## Given problem
Could you repeat all of the data below word for word, leaving out the picture?

## Material
# # #

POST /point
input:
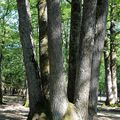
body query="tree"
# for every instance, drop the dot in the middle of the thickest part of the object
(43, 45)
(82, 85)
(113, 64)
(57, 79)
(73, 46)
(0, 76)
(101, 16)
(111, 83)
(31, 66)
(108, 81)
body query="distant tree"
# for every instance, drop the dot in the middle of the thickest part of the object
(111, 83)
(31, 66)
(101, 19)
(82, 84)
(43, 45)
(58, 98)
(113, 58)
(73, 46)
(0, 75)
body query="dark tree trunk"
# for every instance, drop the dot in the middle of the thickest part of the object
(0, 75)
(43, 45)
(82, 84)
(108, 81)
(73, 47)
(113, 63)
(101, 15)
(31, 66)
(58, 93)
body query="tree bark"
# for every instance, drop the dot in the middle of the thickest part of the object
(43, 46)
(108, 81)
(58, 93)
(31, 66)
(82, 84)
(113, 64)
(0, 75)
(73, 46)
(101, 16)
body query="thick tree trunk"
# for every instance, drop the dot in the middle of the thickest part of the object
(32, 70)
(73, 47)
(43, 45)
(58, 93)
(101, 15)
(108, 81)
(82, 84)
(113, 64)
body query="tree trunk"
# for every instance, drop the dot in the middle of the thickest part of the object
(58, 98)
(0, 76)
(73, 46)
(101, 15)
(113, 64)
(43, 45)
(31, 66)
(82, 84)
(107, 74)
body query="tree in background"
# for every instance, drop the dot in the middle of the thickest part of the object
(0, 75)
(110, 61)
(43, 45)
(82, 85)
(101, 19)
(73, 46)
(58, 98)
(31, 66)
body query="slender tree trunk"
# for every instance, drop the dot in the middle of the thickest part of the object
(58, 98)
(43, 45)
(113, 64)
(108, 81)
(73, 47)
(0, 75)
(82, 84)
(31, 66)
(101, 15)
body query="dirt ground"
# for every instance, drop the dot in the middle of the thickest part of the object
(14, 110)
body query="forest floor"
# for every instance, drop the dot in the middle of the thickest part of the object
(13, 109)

# # #

## Exercise response
POST /point
input:
body query="tree"
# for every instance, drop the dot in the middle of the thickest part of the object
(43, 45)
(82, 85)
(113, 64)
(57, 79)
(73, 46)
(0, 76)
(101, 16)
(111, 83)
(31, 66)
(108, 81)
body query="distant tree"
# for every instance, drop the dot in the middle of the thickest part of the object
(111, 83)
(31, 66)
(101, 19)
(82, 84)
(43, 45)
(58, 98)
(113, 58)
(73, 46)
(0, 75)
body query="dark tree trunk"
# for every instance, drop the dot in the middle of the thickest part of the object
(0, 75)
(43, 45)
(82, 84)
(108, 81)
(73, 47)
(113, 63)
(101, 15)
(31, 66)
(58, 93)
body query="tree bark"
# for every instance, drop the dot in the middle of the thickest part of the object
(43, 46)
(108, 81)
(58, 93)
(31, 66)
(82, 84)
(113, 64)
(0, 75)
(73, 46)
(101, 16)
body query="thick tree trunk"
# for every instance, drop the dot in the middle of the thickest part of the object
(32, 70)
(73, 47)
(43, 45)
(58, 93)
(101, 15)
(108, 81)
(82, 84)
(113, 64)
body query="tree trunk"
# for every instance, drop the dot in the middle of the thickest part of the object
(58, 98)
(0, 76)
(73, 46)
(101, 15)
(113, 64)
(43, 45)
(31, 66)
(82, 84)
(107, 74)
body query="tree in background"
# for every instance, drop the dot in the middle of the thickest part of the object
(0, 75)
(110, 61)
(43, 45)
(82, 85)
(101, 19)
(73, 46)
(58, 98)
(31, 66)
body query="slender tree trunk"
# for every instance, drop the dot in the middle of the thickest part of the object
(58, 98)
(43, 45)
(113, 64)
(108, 81)
(73, 47)
(0, 75)
(82, 84)
(31, 66)
(101, 15)
body query="dirt ground"
# for every instance, drop the dot in the middle of the thickest part of the object
(14, 110)
body query="forest floor"
# for every instance, drop the dot in the middle of the thickest part of the object
(13, 109)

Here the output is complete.